Stored entries:
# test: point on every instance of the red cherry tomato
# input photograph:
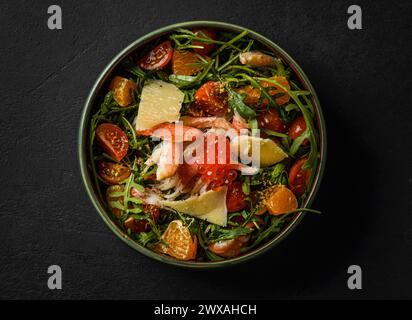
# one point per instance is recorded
(212, 98)
(271, 120)
(235, 198)
(201, 33)
(157, 58)
(299, 178)
(215, 171)
(297, 127)
(113, 173)
(113, 140)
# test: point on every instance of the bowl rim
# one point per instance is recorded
(83, 144)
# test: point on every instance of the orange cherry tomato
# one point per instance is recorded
(201, 33)
(113, 140)
(113, 173)
(185, 63)
(158, 57)
(212, 98)
(179, 242)
(299, 178)
(280, 200)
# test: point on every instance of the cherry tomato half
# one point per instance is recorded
(296, 128)
(113, 140)
(158, 57)
(201, 33)
(270, 119)
(113, 173)
(229, 248)
(212, 98)
(235, 198)
(299, 178)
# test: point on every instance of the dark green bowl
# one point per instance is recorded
(83, 146)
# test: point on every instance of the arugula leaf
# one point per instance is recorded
(236, 103)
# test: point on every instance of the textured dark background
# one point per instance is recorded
(362, 79)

_The task:_
Print verbatim every line above, apart from the pictures.

_Expected answer:_
# test: point on every instance of the red cherry tomato
# input photograph:
# one point per instance is recorded
(212, 98)
(271, 120)
(235, 198)
(201, 33)
(157, 58)
(299, 178)
(215, 171)
(297, 127)
(113, 173)
(113, 140)
# test: point on every instance of the bowl rim
# one point per instance is recorded
(83, 144)
# test: point on every instance of the orange cherry tomato
# one point per instance is recorded
(201, 33)
(113, 140)
(113, 173)
(185, 63)
(158, 57)
(212, 98)
(179, 242)
(299, 178)
(280, 200)
# test: point on every instance of the cherry tomato half
# one point per instance is recorded
(296, 128)
(113, 140)
(158, 57)
(201, 33)
(270, 119)
(113, 173)
(229, 248)
(212, 98)
(235, 198)
(299, 178)
# test: point on every instance of the dark green bowl
# one point per instance is recorded
(83, 146)
# test: point on every instance of the arugula leaf
# one point per instance is recorded
(236, 103)
# test: point on every instance of the textured dark background
# one point per instance is recorded
(362, 79)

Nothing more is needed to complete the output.